→ Stated goal: Return all of the rows below verbatim, but leave out the picture.

+===+

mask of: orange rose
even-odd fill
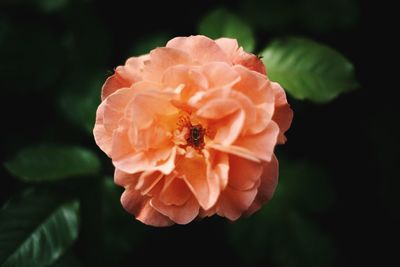
[[[236,220],[268,201],[285,92],[234,39],[177,37],[129,58],[102,89],[94,137],[112,159],[124,208],[145,224]]]

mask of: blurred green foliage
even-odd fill
[[[243,263],[262,263],[265,256],[282,267],[333,266],[334,246],[312,214],[333,203],[327,174],[308,162],[280,157],[279,184],[261,211],[230,225],[232,246]]]
[[[252,52],[255,47],[255,38],[251,26],[224,8],[215,9],[207,14],[200,21],[198,31],[212,39],[235,38],[249,52]]]
[[[311,40],[275,40],[261,55],[268,77],[297,99],[322,103],[358,87],[353,64],[332,48]]]
[[[78,238],[79,202],[28,189],[0,211],[0,264],[48,266]]]
[[[8,170],[4,180],[11,186],[2,185],[1,192],[14,197],[0,211],[0,266],[126,266],[127,259],[136,262],[140,257],[167,262],[171,255],[164,251],[175,249],[176,240],[188,241],[178,234],[193,236],[182,227],[172,227],[171,232],[146,227],[124,211],[122,189],[110,177],[111,163],[94,144],[91,132],[101,85],[127,57],[148,53],[174,36],[196,34],[197,29],[211,38],[237,38],[245,50],[260,52],[270,78],[280,82],[290,98],[328,102],[356,85],[352,64],[332,48],[308,39],[281,38],[298,32],[330,36],[332,30],[345,31],[357,23],[356,1],[213,3],[192,8],[187,16],[170,15],[154,3],[145,9],[137,5],[0,1],[0,88],[12,107],[7,112],[18,101],[34,102],[25,110],[21,105],[28,118],[24,115],[10,126],[17,128],[18,137],[11,133],[4,139],[13,141],[5,144],[8,154],[3,159]],[[167,15],[161,17],[156,9]],[[142,10],[151,12],[138,23],[136,13]],[[178,23],[173,24],[174,19]],[[34,127],[21,126],[28,124],[24,121],[37,121],[38,127],[46,128],[40,134],[47,135],[35,135]],[[48,139],[60,145],[40,145]],[[223,259],[228,265],[238,264],[236,255],[243,266],[334,264],[334,237],[321,220],[335,201],[329,170],[290,158],[291,152],[279,157],[286,158],[280,160],[280,183],[261,211],[228,226],[215,221],[204,222],[204,228],[202,223],[186,226],[187,231],[200,232],[197,238],[208,240],[206,247],[197,240],[183,244],[194,246],[189,256],[197,257],[199,247],[201,253],[211,247],[216,255],[230,253]],[[35,188],[29,189],[32,184]],[[218,227],[227,231],[215,231]],[[209,237],[210,229],[226,233],[226,240],[210,242],[224,237]],[[163,236],[170,247],[158,247],[165,243],[154,236]],[[142,255],[145,244],[151,251]],[[183,257],[176,253],[171,262]]]
[[[28,183],[96,175],[100,170],[100,161],[91,151],[66,145],[32,146],[4,164],[12,174]]]

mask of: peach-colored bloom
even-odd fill
[[[96,143],[125,188],[122,205],[143,223],[236,220],[272,197],[274,147],[293,114],[236,40],[174,38],[117,67],[101,98]]]

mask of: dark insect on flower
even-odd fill
[[[201,124],[189,126],[189,136],[186,139],[188,145],[191,145],[197,150],[204,148],[204,135],[206,130]]]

+===+

→ Task answer:
mask of: orange rose
even-odd fill
[[[236,220],[268,201],[285,92],[234,39],[177,37],[129,58],[102,89],[94,137],[112,159],[124,208],[145,224]]]

mask of: blurred green foliage
even-odd fill
[[[243,263],[262,263],[265,256],[282,267],[333,266],[334,246],[312,214],[333,203],[327,174],[308,162],[280,157],[279,184],[261,211],[230,225],[232,246]]]
[[[252,52],[255,47],[255,38],[251,26],[224,8],[215,9],[207,14],[200,21],[198,31],[212,39],[235,38],[249,52]]]
[[[311,40],[275,40],[261,55],[268,77],[297,99],[322,103],[358,87],[353,64],[332,48]]]
[[[78,238],[79,202],[28,189],[0,211],[0,264],[48,266]]]
[[[8,170],[4,180],[11,186],[2,185],[1,192],[14,197],[0,211],[0,266],[126,266],[127,259],[136,262],[140,257],[167,262],[171,255],[164,251],[175,249],[176,240],[188,241],[178,234],[193,236],[182,227],[172,227],[171,232],[146,227],[124,211],[122,189],[110,177],[111,163],[94,144],[91,132],[101,85],[127,57],[148,53],[174,36],[196,34],[197,29],[211,38],[237,38],[245,50],[260,52],[270,78],[280,82],[290,98],[328,102],[356,85],[352,64],[332,48],[308,39],[281,38],[298,32],[330,36],[332,30],[345,31],[357,23],[356,1],[213,3],[192,8],[187,16],[170,15],[154,3],[145,9],[137,5],[0,1],[0,88],[12,107],[7,112],[18,101],[34,102],[25,110],[21,105],[28,118],[24,115],[10,126],[17,128],[18,137],[11,133],[4,139],[13,141],[5,144],[8,154],[3,159]],[[167,15],[161,17],[156,9]],[[142,10],[151,12],[138,23],[136,13]],[[178,23],[173,24],[174,19]],[[34,127],[21,126],[28,124],[24,121],[37,121],[38,127],[46,128],[40,134],[47,135],[35,135]],[[48,139],[60,145],[40,145]],[[223,259],[228,265],[238,264],[236,255],[243,266],[334,264],[334,237],[321,220],[335,201],[329,170],[290,158],[291,152],[279,157],[286,158],[280,160],[280,183],[261,211],[228,226],[215,221],[204,222],[204,228],[202,223],[186,226],[187,231],[200,232],[197,238],[208,240],[206,247],[197,240],[183,244],[194,246],[189,256],[197,257],[199,247],[201,253],[211,247],[216,255],[230,253]],[[35,188],[29,189],[32,184]],[[218,227],[227,231],[215,231]],[[209,237],[210,229],[226,233],[226,240],[210,242],[224,237]],[[163,236],[170,247],[158,247],[165,243],[154,236]],[[142,255],[145,244],[151,251]],[[183,257],[176,253],[171,262]]]
[[[28,183],[96,175],[100,170],[100,161],[91,151],[66,145],[32,146],[4,164],[12,174]]]

mask of: peach-colored bloom
even-odd fill
[[[96,143],[125,188],[122,205],[143,223],[236,220],[272,197],[274,147],[293,114],[236,40],[174,38],[117,67],[101,98]]]

mask of: dark insect on flower
even-odd fill
[[[201,124],[189,126],[189,136],[186,139],[188,145],[191,145],[197,150],[204,148],[204,135],[206,130]]]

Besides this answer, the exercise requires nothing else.